*EXCERPTED TEXT*
----------
Name: Scott
Status: Student
Grade: 9-12
Location: TX
Country: United States
Date: May 2006
Question:
Hi,
I am in 12th grade and studying biology. How is it that cells use
ATP to harness energy and transfer energy? I understand by reading
biology books that cells transfer a phosphate group off of the ATP
molecule to another molecule to activate that other molecule.
However, does it really work by transferring phosphate groups? For
instance, say if two unactivated amino acids needed to be joined
into a peptide bond. Wouldn't the enzyme just get two unactivated
amino acids into an active site and a molecule of ATP at some other
active site on the enzyme. Then the enzyme would hydrolyze ATP and
thereby release heat. The enzyme would harness the heat released by
the ATP hydrolysis and cram the two amino acids together to create a
peptide bond.
Isn't this the way it works by the enzyme just going ahead and
harnessing the heat released from the hydrolysis of ATP and not by
transferring phosphate groups? Thereby creating the peptide
bond.
----------
(Stored data)
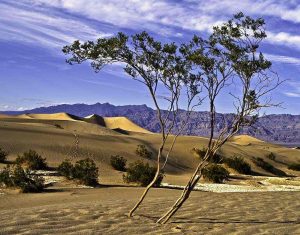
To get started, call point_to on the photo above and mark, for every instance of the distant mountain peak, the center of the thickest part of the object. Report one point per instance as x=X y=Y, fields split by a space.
x=279 y=128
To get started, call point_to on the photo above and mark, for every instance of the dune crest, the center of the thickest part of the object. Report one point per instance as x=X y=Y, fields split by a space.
x=54 y=116
x=245 y=140
x=122 y=123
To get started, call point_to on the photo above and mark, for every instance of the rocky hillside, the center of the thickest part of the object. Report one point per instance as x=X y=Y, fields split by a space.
x=282 y=128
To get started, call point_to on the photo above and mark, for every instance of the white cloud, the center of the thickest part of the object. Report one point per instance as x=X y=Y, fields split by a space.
x=292 y=94
x=284 y=38
x=33 y=26
x=283 y=59
x=294 y=90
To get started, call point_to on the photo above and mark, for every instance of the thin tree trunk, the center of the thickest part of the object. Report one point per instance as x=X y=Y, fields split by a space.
x=130 y=214
x=183 y=197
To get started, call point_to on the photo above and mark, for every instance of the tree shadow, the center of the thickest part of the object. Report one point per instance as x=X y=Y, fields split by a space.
x=203 y=220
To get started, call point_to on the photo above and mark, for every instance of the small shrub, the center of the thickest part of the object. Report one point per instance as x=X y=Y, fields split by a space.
x=3 y=155
x=66 y=169
x=58 y=126
x=141 y=173
x=272 y=156
x=143 y=152
x=294 y=166
x=268 y=167
x=19 y=178
x=118 y=163
x=86 y=172
x=32 y=160
x=239 y=164
x=215 y=173
x=217 y=158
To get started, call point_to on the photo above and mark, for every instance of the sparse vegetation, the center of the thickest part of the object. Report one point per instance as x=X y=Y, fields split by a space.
x=66 y=169
x=294 y=166
x=17 y=177
x=215 y=173
x=268 y=167
x=3 y=155
x=58 y=126
x=239 y=164
x=141 y=173
x=271 y=156
x=32 y=160
x=85 y=171
x=216 y=158
x=118 y=162
x=143 y=152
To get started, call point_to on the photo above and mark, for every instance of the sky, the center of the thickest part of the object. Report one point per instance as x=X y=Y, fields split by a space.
x=33 y=72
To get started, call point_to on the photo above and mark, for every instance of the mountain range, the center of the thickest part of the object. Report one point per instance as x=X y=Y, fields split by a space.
x=276 y=128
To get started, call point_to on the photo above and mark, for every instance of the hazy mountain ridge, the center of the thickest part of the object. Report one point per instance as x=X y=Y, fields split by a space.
x=284 y=128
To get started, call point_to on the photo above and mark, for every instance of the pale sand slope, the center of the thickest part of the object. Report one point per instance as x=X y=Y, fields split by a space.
x=100 y=143
x=103 y=211
x=245 y=140
x=54 y=116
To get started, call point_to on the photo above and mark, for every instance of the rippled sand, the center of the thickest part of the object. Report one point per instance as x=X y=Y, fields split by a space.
x=103 y=211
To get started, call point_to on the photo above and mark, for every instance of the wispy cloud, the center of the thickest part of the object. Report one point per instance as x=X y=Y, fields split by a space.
x=283 y=59
x=294 y=90
x=285 y=39
x=34 y=25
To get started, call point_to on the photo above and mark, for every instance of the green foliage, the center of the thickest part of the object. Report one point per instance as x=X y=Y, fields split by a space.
x=141 y=173
x=268 y=167
x=66 y=169
x=58 y=126
x=17 y=177
x=294 y=166
x=85 y=171
x=215 y=173
x=143 y=152
x=118 y=162
x=3 y=155
x=216 y=158
x=239 y=164
x=32 y=160
x=272 y=156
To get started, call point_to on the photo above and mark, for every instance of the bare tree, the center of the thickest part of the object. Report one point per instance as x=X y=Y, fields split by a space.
x=230 y=56
x=157 y=66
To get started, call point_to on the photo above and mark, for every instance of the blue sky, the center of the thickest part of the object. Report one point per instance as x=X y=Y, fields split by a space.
x=33 y=71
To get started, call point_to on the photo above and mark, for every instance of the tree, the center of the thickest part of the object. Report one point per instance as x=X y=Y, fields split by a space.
x=230 y=56
x=156 y=65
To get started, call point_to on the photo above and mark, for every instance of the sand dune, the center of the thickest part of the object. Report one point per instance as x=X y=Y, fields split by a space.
x=54 y=116
x=122 y=123
x=245 y=140
x=103 y=211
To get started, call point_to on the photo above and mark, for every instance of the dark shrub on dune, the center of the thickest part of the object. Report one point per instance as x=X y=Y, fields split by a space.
x=268 y=167
x=17 y=177
x=215 y=173
x=141 y=173
x=143 y=152
x=118 y=162
x=272 y=156
x=239 y=164
x=32 y=160
x=3 y=155
x=294 y=166
x=216 y=158
x=85 y=171
x=66 y=169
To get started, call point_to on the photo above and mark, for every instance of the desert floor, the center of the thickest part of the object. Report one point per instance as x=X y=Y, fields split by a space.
x=103 y=211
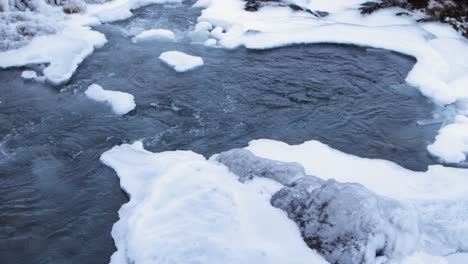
----------
*USING THE INFORMATION*
**A)** In the question about how cells use ATP, what does the student say biology books describe cells transferring off of the ATP molecule?
**B)** Pick up the student's question about ATP and energy transfer after its last sentence and continue it.

*REPLIES*
**A)** A phosphate group, which is transferred to another molecule to activate it.

**B)**
Replies:
The way in which amino acids are activated to form a peptide bond is as
follows. An enzyme named amionoacyl-tRNA synthetase transfers a phosphate
group from ATP to the amino acid to form a short-lived complex called amino
acid-AMP. This same enzyme then catalyzes the reaction of the acivated amino
acid with it's specific tRNA molecule to form amino acid-tRNA + AMP. The
amino group of the amino acid-tRNA conjugate then reacts with the -COOH
group of the terminal amino acid of the nascent polypeptide being
synthesized by enzymes that are a part of the ribosome.